Dataset excerpt
○ ○ ○ ○
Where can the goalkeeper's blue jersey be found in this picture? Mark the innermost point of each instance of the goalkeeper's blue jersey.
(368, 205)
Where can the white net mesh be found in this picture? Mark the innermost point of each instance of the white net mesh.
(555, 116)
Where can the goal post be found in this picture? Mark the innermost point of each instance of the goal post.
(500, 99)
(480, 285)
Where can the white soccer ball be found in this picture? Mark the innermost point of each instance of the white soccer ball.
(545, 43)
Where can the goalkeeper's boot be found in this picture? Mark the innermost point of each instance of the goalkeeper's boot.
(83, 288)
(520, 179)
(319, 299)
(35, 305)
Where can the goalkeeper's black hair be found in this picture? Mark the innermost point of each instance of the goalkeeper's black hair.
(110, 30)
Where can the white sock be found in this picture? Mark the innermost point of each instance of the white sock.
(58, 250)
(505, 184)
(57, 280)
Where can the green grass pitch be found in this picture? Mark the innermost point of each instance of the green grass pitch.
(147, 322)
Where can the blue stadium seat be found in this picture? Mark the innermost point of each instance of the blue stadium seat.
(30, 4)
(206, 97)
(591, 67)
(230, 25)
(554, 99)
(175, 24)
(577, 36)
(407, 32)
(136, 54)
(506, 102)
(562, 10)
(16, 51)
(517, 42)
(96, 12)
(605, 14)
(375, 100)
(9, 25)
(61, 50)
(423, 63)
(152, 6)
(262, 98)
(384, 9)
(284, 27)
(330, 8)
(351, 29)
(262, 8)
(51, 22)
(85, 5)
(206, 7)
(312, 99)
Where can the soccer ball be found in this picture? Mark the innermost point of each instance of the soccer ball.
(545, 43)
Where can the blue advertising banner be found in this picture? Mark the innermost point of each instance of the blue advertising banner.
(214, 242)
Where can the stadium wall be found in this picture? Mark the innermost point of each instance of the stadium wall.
○ ○ ○ ○
Output all of the records above line for line, with no changes.

◆ Expected output:
Where can the goalkeeper's blue jersey be found in this picture? Mark the innermost point of each instance of the goalkeeper's blue jersey.
(368, 205)
Where can the white net mesh be found in this picture? Mark the innermost point of each instance of the white net mesh.
(555, 116)
Where can the goal post be found in this picture? Mark the innermost point of each instance of the goal post.
(500, 99)
(480, 285)
Where can the white soccer ball be found in this picture? Mark the innermost point of each instance of the white soccer ball.
(545, 43)
Where can the goalkeeper's boot be found in this picture? Mark the innermost point of each instance of the goalkeeper's boot.
(83, 288)
(520, 179)
(319, 299)
(35, 305)
Where can the goalkeeper's black hair be found in this picture? Mark the innermost point of each instance of the goalkeeper's black hair.
(110, 30)
Where can the white sock be found in this picture? Mark the innermost point of each instance of the white sock.
(58, 250)
(505, 184)
(57, 280)
Where can the green grass pitch be found in this picture? Mark the innermost point of each instance of the green grass pitch.
(147, 322)
Where can the blue stadium seat be found in this picture? Mark the innermost point of each instance of the blue stadium seat.
(30, 4)
(206, 97)
(591, 67)
(230, 25)
(554, 99)
(175, 24)
(577, 36)
(407, 32)
(136, 54)
(506, 102)
(562, 10)
(16, 51)
(517, 42)
(96, 12)
(605, 14)
(375, 100)
(9, 25)
(61, 50)
(423, 63)
(152, 6)
(262, 98)
(384, 9)
(284, 27)
(330, 8)
(351, 29)
(262, 8)
(51, 22)
(85, 5)
(206, 7)
(312, 99)
Where can the soccer ball be found in this picture? Mark the innermost point of each instance of the soccer ball.
(545, 43)
Where can the blue advertising banner be found in this picture? Mark the innermost point of each instance of the blue advertising banner.
(214, 242)
Where can the stadium wall be found in this picture? Mark the innermost point of each instance of the stadium wall.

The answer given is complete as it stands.